__EXCERPTED PASSAGE__.
+++

(MarketWatch) — Major U.S. stock indexes swept to record closes Wednesday, except for the Nasdaq Composite Index, which finished slightly lower as longer-dated Treasury yields climbed to one-month highs.
The omicron variant of the coronavirus remains a focus for investors, but the new strain has yet to significantly impede the market’s recent uptrend, even as the World Health Organization on Wednesday reported that the number of COVID-19 cases recorded worldwide increased by 11% last week compared with the previous week, led by the Americas.
The Dow scored its first record close Wednesday in almost seven weeks, but investors struggled to find fresh incentives to push the rally substantially higher in the final days of 2021.
Investors mostly have shaken off fears about COVID-19 impeding the U.S. economic recovery, but the interest-rate sensitive Nasdaq Composite closed slightly down Wednesday as the yield for the 10-year Treasury rose to its highest level in about a month at 1.54%.
Wall Street has been wagering that this year’s economic recovery and strong earnings from U.S. corporations will continue to underpin equity buying into 2022, at least for the first few months.

+++

__WHAT TO DO__.
1. According to the market report, why did the Nasdaq Composite close slightly lower on Wednesday when other major indexes hit records? Answer in one to three sentences.
2. Rewrite the part of the market report starting at "Investors mostly have" and ending at "month at 1.54%.", changing "shaken off" to "set aside".
Answer using only the market report above.

__SOURCE INFORMATION__.
+++

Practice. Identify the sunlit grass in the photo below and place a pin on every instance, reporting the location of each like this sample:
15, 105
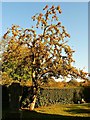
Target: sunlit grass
82, 110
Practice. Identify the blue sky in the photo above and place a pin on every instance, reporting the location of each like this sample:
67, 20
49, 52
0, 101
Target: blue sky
74, 17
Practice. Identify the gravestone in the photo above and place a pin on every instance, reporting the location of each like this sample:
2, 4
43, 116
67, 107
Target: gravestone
15, 91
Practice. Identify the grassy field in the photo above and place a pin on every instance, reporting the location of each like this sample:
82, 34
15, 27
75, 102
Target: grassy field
82, 110
53, 112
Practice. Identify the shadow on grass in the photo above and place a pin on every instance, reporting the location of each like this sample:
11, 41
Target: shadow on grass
33, 115
78, 111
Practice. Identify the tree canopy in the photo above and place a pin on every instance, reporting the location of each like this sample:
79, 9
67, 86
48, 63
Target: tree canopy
34, 56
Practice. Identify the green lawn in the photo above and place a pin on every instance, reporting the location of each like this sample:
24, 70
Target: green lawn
82, 110
53, 112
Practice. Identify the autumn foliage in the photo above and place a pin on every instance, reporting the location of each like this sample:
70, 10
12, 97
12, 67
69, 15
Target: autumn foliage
36, 56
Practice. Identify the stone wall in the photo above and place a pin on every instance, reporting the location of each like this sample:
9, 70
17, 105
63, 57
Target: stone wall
12, 96
49, 96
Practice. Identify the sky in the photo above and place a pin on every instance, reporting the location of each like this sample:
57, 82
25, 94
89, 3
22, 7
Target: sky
74, 17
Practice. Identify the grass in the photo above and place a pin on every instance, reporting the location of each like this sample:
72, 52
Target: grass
82, 110
53, 112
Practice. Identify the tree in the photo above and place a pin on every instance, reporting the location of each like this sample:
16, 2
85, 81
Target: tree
39, 56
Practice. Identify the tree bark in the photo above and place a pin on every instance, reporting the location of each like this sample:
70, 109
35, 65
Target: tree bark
32, 105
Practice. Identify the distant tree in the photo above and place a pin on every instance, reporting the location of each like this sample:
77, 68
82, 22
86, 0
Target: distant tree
40, 56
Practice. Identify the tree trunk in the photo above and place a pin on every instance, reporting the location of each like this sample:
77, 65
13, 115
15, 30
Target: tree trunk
32, 105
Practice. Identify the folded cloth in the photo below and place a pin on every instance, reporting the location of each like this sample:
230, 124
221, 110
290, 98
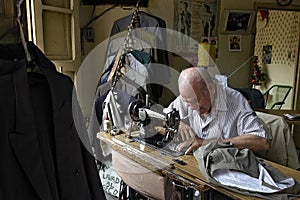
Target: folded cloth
241, 171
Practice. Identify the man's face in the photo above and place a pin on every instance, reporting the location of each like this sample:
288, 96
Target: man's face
197, 99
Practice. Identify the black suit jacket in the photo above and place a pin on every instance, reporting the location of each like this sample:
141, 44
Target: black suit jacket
23, 170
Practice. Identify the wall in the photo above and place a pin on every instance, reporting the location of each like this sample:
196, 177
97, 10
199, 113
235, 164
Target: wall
227, 61
284, 43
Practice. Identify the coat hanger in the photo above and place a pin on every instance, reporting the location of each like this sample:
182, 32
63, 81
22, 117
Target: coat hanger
31, 65
19, 14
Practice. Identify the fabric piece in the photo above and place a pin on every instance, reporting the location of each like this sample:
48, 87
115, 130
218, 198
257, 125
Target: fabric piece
241, 171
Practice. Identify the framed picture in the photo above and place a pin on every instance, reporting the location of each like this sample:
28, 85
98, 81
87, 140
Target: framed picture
235, 42
238, 21
194, 19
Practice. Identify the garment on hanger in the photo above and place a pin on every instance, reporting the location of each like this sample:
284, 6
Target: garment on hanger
127, 91
156, 26
44, 142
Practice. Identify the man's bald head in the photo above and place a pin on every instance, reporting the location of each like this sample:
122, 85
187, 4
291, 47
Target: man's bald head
194, 87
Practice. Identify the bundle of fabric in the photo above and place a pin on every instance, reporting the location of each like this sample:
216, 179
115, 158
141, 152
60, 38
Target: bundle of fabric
242, 172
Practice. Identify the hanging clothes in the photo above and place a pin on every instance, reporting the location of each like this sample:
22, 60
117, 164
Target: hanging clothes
44, 143
156, 26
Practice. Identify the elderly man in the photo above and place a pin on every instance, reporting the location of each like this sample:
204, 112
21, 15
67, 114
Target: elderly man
210, 112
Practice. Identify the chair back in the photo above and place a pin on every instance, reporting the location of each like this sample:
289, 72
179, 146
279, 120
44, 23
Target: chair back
254, 97
276, 95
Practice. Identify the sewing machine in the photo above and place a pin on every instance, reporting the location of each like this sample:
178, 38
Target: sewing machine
148, 118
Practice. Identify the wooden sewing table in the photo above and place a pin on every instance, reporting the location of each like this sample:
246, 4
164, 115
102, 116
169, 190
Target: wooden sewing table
188, 175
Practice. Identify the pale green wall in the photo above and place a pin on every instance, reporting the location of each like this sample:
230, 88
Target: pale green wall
227, 61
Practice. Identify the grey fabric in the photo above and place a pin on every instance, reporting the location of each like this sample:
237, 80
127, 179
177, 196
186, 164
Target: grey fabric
218, 155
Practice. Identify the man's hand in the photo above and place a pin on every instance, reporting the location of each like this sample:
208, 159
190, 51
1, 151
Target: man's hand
191, 144
185, 132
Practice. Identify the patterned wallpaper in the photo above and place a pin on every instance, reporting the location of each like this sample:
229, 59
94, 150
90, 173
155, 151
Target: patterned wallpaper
276, 42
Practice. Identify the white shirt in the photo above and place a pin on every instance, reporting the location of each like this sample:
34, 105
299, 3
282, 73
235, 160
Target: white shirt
230, 116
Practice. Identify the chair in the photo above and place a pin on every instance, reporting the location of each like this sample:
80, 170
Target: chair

+++

__PROBLEM SOLUTIONS__.
1. The Nasdaq Composite is sensitive to interest rates. It closed slightly down because the yield on the 10-year Treasury rose to 1.54%, its highest level in about a month.

2.
Investors mostly have set aside fears about COVID-19 impeding the U.S. economic recovery, but the interest-rate sensitive Nasdaq Composite closed slightly down Wednesday as the yield for the 10-year Treasury rose to its highest level in about a month at 1.54%.